Collection entries

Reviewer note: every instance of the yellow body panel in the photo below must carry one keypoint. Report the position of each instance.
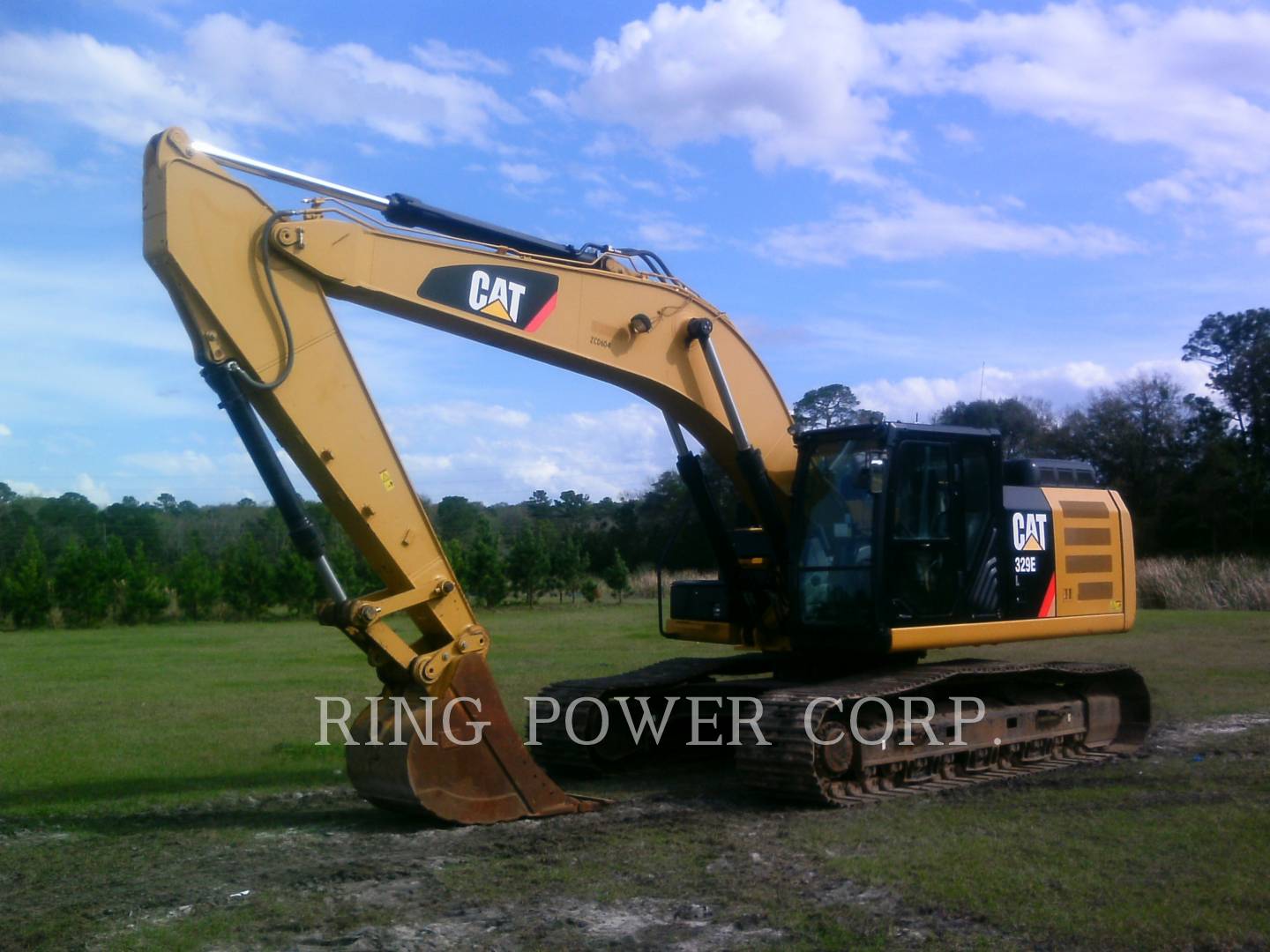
(1088, 564)
(929, 637)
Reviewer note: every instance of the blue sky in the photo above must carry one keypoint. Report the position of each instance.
(1045, 198)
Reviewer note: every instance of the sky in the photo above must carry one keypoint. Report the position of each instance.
(923, 202)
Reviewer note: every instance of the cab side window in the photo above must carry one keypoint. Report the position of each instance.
(923, 498)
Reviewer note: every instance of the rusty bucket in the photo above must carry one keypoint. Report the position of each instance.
(438, 770)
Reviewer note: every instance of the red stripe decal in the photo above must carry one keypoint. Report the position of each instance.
(1047, 605)
(542, 315)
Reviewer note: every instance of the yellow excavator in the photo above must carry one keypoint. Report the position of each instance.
(863, 546)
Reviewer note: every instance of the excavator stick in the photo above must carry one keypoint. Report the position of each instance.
(465, 767)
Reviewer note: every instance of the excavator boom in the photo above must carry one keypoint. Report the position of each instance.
(869, 544)
(251, 287)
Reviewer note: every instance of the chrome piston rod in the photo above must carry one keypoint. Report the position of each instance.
(233, 160)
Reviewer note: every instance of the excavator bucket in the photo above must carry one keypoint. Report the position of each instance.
(465, 767)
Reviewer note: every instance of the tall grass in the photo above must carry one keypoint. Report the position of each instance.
(1237, 582)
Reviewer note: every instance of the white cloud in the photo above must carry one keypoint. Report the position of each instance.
(456, 413)
(187, 462)
(663, 234)
(26, 489)
(22, 159)
(752, 70)
(1062, 385)
(915, 227)
(437, 55)
(233, 75)
(602, 453)
(562, 58)
(1194, 81)
(524, 173)
(92, 490)
(958, 135)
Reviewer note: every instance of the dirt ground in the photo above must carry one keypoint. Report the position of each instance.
(667, 866)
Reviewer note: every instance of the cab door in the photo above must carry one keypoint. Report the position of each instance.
(925, 530)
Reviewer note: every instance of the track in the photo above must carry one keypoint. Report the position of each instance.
(1035, 718)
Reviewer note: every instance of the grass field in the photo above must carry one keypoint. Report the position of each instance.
(150, 776)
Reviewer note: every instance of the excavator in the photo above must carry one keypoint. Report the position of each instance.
(862, 548)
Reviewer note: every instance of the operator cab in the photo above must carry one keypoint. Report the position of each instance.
(894, 524)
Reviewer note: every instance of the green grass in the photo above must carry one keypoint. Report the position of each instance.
(144, 770)
(126, 718)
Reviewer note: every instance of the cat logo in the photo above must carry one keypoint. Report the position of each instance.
(517, 296)
(496, 297)
(1029, 531)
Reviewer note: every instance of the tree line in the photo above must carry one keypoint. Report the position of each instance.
(1192, 469)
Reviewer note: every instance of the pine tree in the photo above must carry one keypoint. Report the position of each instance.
(485, 566)
(116, 569)
(198, 584)
(528, 562)
(617, 576)
(295, 583)
(245, 577)
(568, 564)
(26, 591)
(81, 591)
(145, 591)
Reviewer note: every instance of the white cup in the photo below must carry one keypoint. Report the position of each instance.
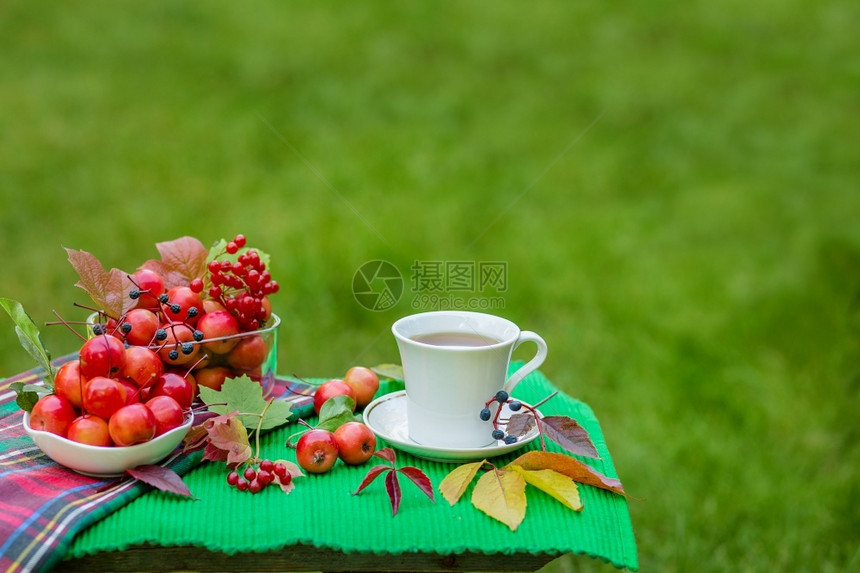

_INSTRUCTIONS FOR THE TASK:_ Output the records above exactly as written, but leave out the pictures.

_RESULT OF THIS EXERCISE:_
Reviewer note: every instance of the yellow body panel in the photo below must carry one keypoint. Report the position of each instance.
(1088, 564)
(929, 637)
Reviewer note: every instance of the blue sky in the photo above must carry one keypoint. Report the position of each instance.
(1045, 198)
Reviewer note: every instance of the sky in the photo above must carry one keypoint. Report the position of each instance.
(923, 202)
Reviewer note: every instance of the cab side window in the photo above must carry one keypoint. Report the position of each instance.
(923, 498)
Reviewer note: every instance of the rusty bucket in the photo above must carry one keypoint. Report the position of each instance.
(438, 770)
Reviewer note: every instance of the red stripe decal in the photo above must carry one keypoint. Report the position of each instance.
(1047, 605)
(542, 315)
Reviewer note: every instance of the yellow excavator in the photo above must carry one keypoint. Report the position of each instance.
(863, 546)
Reviewer note: every instance of the excavator stick in the photo above must carry one keypoint. Report the position of each instance.
(465, 767)
Reviewer note: every instance of the excavator boom in the photo above must carry one keypoint. Report the position of each instance.
(869, 544)
(251, 287)
Reviewer note: every instance of the chrome piston rod in the photo above must carry one keypoint. Report the position of each instance.
(233, 160)
Reviewer note: every instance of the excavator bucket in the photo above must carry one keypoint. Report the position of each instance.
(465, 767)
Reviewer note: every instance of the tall grass in the photo above must carry one keypoint. Report the position of each instance.
(1237, 582)
Reviewer note: every instance of the white cloud in the photo above must carry one keypoint. Report the position of each instance.
(456, 413)
(187, 462)
(663, 234)
(26, 489)
(22, 159)
(752, 70)
(1062, 385)
(915, 227)
(437, 55)
(233, 75)
(602, 453)
(562, 58)
(1194, 81)
(524, 173)
(92, 490)
(958, 135)
Reviewer note: every instance of the dirt ground in the photo above must carry one keypoint. Report the position of each instance.
(667, 866)
Reviewer note: every instance of the cab door in the photo above must carry one keypoint. Report the position of each instance.
(925, 530)
Reviewer note: every instance of the track in the photo above must carry one keypoint. Report the position of each instance.
(1035, 718)
Reviewer note: every instance of the grass field in the photo above must carry one keypoint. Report the position of each instance.
(150, 776)
Reviewer note: every instance of the excavator in the photo above must carry one keypoint. Report the position of each instance.
(862, 548)
Reviewer note: every instance of the operator cab in the photo above must carry one keypoint. Report the position of each instance.
(894, 524)
Reviewer note: every instance of the green grass in the photo above must carry one keypoint. Report the position of each instance.
(144, 770)
(126, 718)
Reviewer note: every instance of the cat logo in the photo above must carry one keypoint. Report the position of each instance.
(517, 296)
(496, 297)
(1029, 531)
Reviewer note: every instance of the tree line in the photo above must carry one keypoint. Report the position of each instance.
(1192, 469)
Reviewer note: every instance of the pine tree in the photo above must carry one keypoint. Report the position of each instance.
(485, 566)
(116, 569)
(198, 584)
(528, 562)
(617, 576)
(295, 583)
(245, 577)
(568, 564)
(26, 591)
(81, 591)
(145, 591)
Reviewer note: every instance of the white cup in the photo below must carry one keypoint. Report the position of each instance.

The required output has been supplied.